— start of TEXT PROVIDED —
Also: Ways to fix the Oscars, and the art of the tux
For whatever reason, I didn't know that Hans Zimmer and Pharrell Williams were teaming up to write and arrange the musical accompaniment to Sunday's Oscar ceremony. (Is that partly why Zimmer withdrew himself from consideration for "Rango?") If this had happened in last year's "we're young and hip -- honest!" ceremony, you know we'd have been reminded of the N.E.R.D. beatsmith's involvement ad nauseum. As it stands, it comes as a pleasant surprise: while I somehow doubt these musical interludes will be as memorable as the pair suggest in this interview ("We're going crazy!" Zimmer boasts, showing off the synths and drum machines that will sit amid the traditional Oscar orchestra), it's a pleasingly inventive step for telecast -- and with the nixing of the Best Original Song performances, the only aural fix we'll get all evening. [LA Times]
On final approach, we look back at some of Oscar's finer moments
When Kris asked me to contribute a piece to our mini-series on all-time favorite Oscar wins, I wasn't quite sure where to begin. However often they get it wrong, over 83 years, the Academy has made more than enough good decisions, and honored more than enough good movies -- even handing Best Picture to my favorite film of all time -- to make selecting just one a tortuous process.
— end of TEXT PROVIDED —
• EXERCISE SET
1 – In the Oscar column, who is writing and arranging the music for Sunday's ceremony?
2 – Pick up the Oscar column after its final sentence and keep writing it.
— start of INFORMATION SUPPLIED —
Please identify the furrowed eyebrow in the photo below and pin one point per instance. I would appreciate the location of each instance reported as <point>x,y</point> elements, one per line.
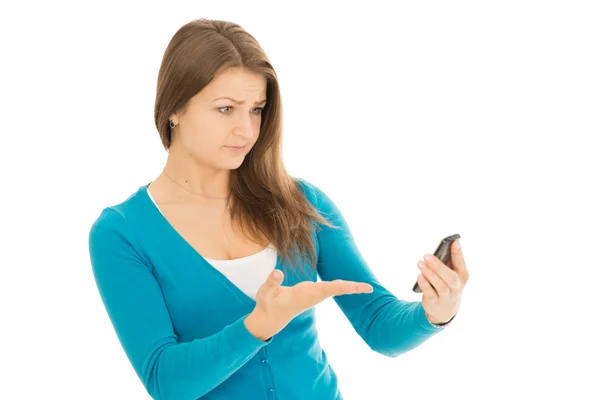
<point>260,102</point>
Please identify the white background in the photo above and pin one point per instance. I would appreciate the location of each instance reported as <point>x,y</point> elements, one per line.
<point>420,120</point>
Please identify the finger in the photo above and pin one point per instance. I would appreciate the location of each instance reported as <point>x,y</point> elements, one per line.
<point>458,262</point>
<point>428,290</point>
<point>274,279</point>
<point>440,286</point>
<point>449,276</point>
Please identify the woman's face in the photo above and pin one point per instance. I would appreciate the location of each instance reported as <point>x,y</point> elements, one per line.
<point>221,123</point>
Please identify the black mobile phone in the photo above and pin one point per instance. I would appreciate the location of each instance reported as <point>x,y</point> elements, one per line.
<point>442,252</point>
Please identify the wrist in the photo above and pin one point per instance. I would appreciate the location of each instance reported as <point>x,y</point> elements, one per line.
<point>435,322</point>
<point>256,323</point>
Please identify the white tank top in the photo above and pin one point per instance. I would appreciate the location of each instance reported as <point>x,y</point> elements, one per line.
<point>247,273</point>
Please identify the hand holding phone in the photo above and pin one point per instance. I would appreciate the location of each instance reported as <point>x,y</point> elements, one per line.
<point>442,252</point>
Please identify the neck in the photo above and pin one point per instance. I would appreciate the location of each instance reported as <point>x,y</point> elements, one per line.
<point>187,174</point>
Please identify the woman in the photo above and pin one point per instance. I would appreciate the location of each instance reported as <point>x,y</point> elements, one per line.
<point>209,272</point>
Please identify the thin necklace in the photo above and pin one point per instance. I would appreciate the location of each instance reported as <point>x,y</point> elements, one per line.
<point>196,193</point>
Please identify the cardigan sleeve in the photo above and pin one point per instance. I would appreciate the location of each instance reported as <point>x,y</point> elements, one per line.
<point>388,325</point>
<point>168,369</point>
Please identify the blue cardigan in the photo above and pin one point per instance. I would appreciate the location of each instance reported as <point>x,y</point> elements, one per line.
<point>181,322</point>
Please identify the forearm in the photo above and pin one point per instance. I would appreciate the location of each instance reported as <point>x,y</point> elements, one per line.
<point>190,370</point>
<point>396,326</point>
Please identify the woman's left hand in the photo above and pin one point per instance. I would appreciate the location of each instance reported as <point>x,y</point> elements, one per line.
<point>442,285</point>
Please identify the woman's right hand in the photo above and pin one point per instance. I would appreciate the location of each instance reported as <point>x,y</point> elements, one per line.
<point>277,305</point>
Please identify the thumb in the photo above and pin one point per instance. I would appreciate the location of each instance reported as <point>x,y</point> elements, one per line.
<point>274,279</point>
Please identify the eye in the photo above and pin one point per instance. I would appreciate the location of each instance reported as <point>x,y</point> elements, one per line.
<point>222,108</point>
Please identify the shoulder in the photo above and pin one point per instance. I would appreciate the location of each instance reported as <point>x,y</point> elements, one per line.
<point>111,223</point>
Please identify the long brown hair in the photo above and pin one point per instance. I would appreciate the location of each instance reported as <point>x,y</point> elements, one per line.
<point>264,198</point>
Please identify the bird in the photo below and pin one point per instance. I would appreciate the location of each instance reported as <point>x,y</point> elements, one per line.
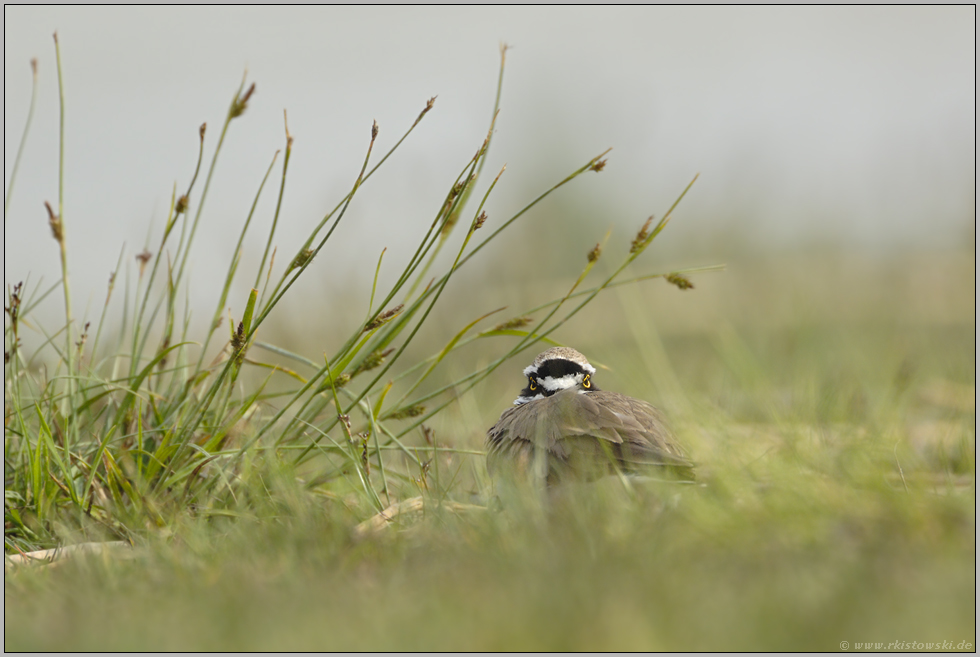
<point>563,428</point>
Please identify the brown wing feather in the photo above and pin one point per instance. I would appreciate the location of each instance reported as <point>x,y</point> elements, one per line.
<point>582,431</point>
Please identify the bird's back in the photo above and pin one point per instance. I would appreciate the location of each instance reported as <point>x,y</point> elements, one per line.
<point>584,436</point>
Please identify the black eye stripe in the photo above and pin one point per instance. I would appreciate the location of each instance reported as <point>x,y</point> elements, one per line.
<point>558,367</point>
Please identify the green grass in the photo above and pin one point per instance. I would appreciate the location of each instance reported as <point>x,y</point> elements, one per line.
<point>827,399</point>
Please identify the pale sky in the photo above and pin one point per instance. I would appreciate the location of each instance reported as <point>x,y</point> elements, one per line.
<point>843,125</point>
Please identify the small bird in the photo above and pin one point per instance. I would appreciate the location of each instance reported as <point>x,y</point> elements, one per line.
<point>562,427</point>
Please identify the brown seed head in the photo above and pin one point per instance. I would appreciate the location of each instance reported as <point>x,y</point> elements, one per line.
<point>143,258</point>
<point>241,103</point>
<point>516,322</point>
<point>641,237</point>
<point>428,106</point>
<point>54,221</point>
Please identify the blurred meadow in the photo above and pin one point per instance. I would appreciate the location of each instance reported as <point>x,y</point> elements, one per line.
<point>266,446</point>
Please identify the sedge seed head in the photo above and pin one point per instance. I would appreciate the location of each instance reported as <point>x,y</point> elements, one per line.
<point>54,221</point>
<point>510,324</point>
<point>414,410</point>
<point>383,318</point>
<point>479,221</point>
<point>682,282</point>
<point>641,237</point>
<point>241,103</point>
<point>301,259</point>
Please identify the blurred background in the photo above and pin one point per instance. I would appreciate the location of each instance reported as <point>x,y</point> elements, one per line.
<point>824,382</point>
<point>843,129</point>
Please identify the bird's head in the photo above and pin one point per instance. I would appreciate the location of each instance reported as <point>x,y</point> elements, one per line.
<point>555,370</point>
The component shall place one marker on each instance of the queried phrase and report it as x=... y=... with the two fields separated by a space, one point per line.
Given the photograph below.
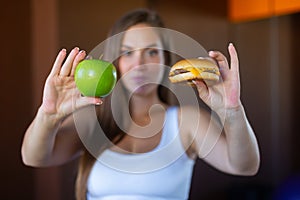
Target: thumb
x=86 y=101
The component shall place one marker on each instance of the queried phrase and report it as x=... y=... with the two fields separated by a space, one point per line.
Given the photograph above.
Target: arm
x=229 y=143
x=51 y=138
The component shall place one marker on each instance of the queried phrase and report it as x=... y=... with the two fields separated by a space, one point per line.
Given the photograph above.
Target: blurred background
x=265 y=32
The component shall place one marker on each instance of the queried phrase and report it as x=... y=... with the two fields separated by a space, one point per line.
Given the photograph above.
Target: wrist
x=232 y=113
x=50 y=120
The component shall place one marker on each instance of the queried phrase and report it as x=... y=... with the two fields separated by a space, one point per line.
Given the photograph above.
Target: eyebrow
x=130 y=47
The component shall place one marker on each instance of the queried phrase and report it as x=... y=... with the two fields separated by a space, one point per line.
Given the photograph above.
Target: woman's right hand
x=61 y=97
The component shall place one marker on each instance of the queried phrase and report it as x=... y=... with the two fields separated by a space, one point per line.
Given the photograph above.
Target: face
x=141 y=60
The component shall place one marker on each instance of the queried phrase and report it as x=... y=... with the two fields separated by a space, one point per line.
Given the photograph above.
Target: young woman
x=151 y=155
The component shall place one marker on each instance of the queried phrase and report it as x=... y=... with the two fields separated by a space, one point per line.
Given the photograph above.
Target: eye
x=126 y=53
x=152 y=52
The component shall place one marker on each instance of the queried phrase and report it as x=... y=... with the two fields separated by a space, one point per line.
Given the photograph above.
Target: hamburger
x=185 y=71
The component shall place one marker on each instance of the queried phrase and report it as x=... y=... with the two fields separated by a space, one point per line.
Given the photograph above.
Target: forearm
x=242 y=147
x=39 y=140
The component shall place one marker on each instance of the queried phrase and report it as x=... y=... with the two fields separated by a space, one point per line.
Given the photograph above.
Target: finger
x=80 y=56
x=234 y=61
x=58 y=62
x=202 y=90
x=67 y=66
x=220 y=58
x=85 y=101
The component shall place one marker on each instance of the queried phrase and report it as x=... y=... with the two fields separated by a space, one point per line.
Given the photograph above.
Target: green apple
x=95 y=78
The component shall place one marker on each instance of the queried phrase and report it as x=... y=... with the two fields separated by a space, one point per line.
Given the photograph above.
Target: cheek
x=123 y=67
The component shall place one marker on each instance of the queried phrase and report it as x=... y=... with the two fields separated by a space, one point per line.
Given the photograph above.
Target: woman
x=147 y=170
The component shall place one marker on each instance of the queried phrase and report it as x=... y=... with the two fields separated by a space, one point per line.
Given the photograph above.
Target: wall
x=34 y=31
x=16 y=96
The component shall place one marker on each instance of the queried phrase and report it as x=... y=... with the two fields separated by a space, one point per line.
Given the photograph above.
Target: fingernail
x=99 y=103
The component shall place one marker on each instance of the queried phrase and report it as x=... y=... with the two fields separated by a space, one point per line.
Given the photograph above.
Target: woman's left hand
x=226 y=93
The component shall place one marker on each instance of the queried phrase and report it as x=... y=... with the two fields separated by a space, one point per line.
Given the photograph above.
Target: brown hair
x=105 y=116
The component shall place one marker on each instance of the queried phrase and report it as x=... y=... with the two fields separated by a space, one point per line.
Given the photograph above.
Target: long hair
x=104 y=112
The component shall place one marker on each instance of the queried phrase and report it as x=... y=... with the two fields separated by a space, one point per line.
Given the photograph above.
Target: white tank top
x=163 y=173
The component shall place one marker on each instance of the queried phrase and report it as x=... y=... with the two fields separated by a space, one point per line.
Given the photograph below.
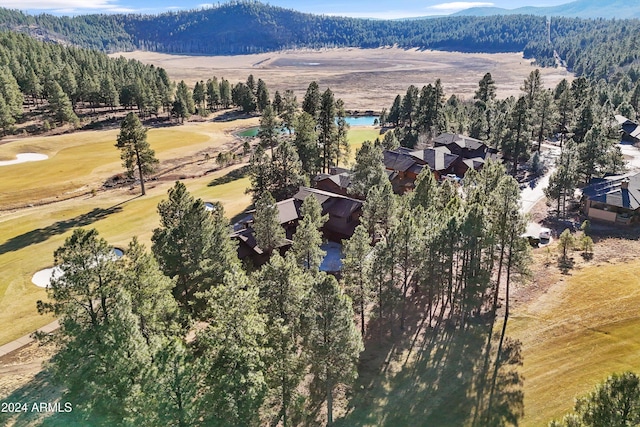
— end of INFORMATION SUPPLIED —
• RESULTS FOR EACH TASK
1 – Hans Zimmer and Pharrell Williams.

2 –
How to judge the value of Robert De Niro's Best Actor win for "Raging Bull" against, say, Sven Nykvist's Best Cinematography win for "Cries and Whispers?" I'm glad both came to pass, but we're not comparing apples and oranges so much as apples and hotdogs.
I decided to limit my search to winners from 1990, the year I actually started watching the Oscars, onwards: as satisfying as it is the learn of deserved wins in the history books, nothing compares to the in-the-moment thrill of watching your favorite nominee triumph before your own eyes.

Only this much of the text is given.